- **Texto de origem**:
########################################

A produção nacional continuou a crescer, atingindo 136,6 MMm³/dia em novembro, mas isso não se traduziu em maior oferta para o mercado, que oscilou entre 50 e 55 MMm³/dia, enquanto a reinjeção atingiu o recorde de 67 MMm³/dia em setembro. Enquanto isso, as importações de GNL, puxadas pela crise hidrológica, atingiram o recorde de 36 MMm³/dia regaseificados em setembro. Em outubro, o Brasil tornou-se o segundo maior importador de GNL dos EUA e o apetite dos importadores sul americanos (Argentina, Brasil e Chile) contribuiu para um aumento sem precedentes dos preços internacionais de GNL.

Como a maior parte do GNL é importado no mercado spot, os consumidores brasileiros estão pagando a conta da flexibilidade de despacho das usinas térmicas e, ainda, do descompasso entre os preços reais do GNL e o preço subsidiado do gás para as térmicas do PPT. Em janeiro o preço spot do GNL oscilava entre USD 6-7/MMBtu contra USD 37/MMBtu em dezembro. Esse descompasso, bem como a falta de competição na oferta, levou a aumentos de 50% no preço do gás fornecido pela Petrobras às distribuidoras, com judicialização do processo em diversos estados.

Apesar desse problema, já começam a aparecer novos ofertantes no mercado, como resultado das chamadas públicas realizadas pelas empresas distribuidoras, sendo que quatro delas conseguiram acessar novas fontes de suprimento para 2022, com contratos totalizando 4 MMm³/dia junto a outros supridores privados, além dos sistemas independentes de gás operados pela Eneva no Maranhão e no Amazonas.

########################################

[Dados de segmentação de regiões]
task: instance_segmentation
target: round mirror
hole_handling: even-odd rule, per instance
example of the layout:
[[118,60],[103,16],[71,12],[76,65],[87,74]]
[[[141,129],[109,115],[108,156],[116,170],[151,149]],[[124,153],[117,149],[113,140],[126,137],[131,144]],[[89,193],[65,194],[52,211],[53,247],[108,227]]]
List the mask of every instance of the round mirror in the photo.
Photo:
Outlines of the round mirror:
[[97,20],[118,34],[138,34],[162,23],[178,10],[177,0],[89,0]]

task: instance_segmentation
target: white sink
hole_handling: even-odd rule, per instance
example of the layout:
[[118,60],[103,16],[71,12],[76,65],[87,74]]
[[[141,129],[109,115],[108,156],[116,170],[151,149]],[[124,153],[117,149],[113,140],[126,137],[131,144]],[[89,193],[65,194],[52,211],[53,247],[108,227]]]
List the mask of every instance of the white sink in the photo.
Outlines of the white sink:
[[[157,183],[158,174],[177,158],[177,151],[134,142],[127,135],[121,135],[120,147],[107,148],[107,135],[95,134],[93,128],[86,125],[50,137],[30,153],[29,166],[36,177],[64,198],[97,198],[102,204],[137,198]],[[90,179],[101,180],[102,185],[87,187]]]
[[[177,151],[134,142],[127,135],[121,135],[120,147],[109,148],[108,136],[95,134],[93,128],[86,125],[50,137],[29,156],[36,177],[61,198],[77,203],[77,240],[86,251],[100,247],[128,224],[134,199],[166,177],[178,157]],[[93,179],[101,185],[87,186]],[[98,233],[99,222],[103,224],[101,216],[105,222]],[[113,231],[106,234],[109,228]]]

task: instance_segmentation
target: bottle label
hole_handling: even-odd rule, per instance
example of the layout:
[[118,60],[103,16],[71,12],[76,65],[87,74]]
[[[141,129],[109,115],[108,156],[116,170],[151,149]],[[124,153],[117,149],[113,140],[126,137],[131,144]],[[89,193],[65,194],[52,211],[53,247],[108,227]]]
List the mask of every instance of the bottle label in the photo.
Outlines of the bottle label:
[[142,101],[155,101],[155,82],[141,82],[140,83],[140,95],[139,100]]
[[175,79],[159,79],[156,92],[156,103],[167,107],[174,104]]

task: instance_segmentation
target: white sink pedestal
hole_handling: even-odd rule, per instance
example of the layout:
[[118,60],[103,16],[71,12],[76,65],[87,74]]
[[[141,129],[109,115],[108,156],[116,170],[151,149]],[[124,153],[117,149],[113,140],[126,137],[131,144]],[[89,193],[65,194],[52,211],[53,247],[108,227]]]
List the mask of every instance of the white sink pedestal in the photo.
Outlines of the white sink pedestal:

########################################

- **O que fazer**:
Escreva a continuação do texto sobre o mercado brasileiro de gás natural, começando logo após a última frase apresentada. Os itens não são necessários para esta atividade.

- **Resultado do exercício**:
No que tange a novos investimentos e novos players, cabe destacar o arrendamento do terminal de GNL na Bahia para a Excelerate, a compra dos ativos da Golar Power pela New Fortress Energy, a decisão de investimento nos terminais de GNL de Santa Catarina e São Paulo, a privatização da Sulgás, a entrada em operação da planta de regaseificação e usina termelétrica GNA 1 no Porto do Açu, o início do processo de privatização da distribuidora de gás no Espírito Santo e a entrada em operação do Projeto de Azulão, no Norte. Até 2024, o Brasil contará com 8-9 terminais de importação de GNL, com 5-6 controlados por investidores privados.

No campo regulatório, destacam-se o Ajuste SINIEF 43/21, dispondo sobre o tratamento diferenciado aos contribuintes do ICMS, relativos com ao processamento de gás natural; a aprovação pela ANP das capacidades liberadas pela Petrobras junto à TAG e NTS, a aprovação das tarifas a serem praticadas nos contratos extraordinários, viabilizando o acesso ao sistema de transporte; o acesso dado pela Petrobras para a Potiguar E&P, subsidiária da PetroRecôncavo, para cessão de uso do Sistema de Escoamento e UPGN de Gás Natural de Guamaré; a cessão de capacidade propiciando o suprimento das plantas da Proquigel pela Shell e Petrobras; e a publicidade dada pela ANP aos contratos de fornecimento de gás natural.

Apesar desses avanços, ainda persistem gargalos importantes para o crescimento do mercado, tais como o acesso às facilidades essenciais, a disponibilidade de capacidade de saída, o custo elevado de transporte, em particular quando o percurso da molécula passa por dois ou mais sistemas de transporte, e a necessidade de aprimoramento da regulação federal e estadual. É fundamental incentivar o escoamento de maiores volumes de gás nacional. A título de exemplo, as margens entre o preço de venda dos produtores da Bacia de Santos à Petrobras e o preço nos city gates chega a R$ 50,9/MMBtu, equivalente a R$ 5,9 bilhões anuais, para volume médio de 9,7 MMm³/dia.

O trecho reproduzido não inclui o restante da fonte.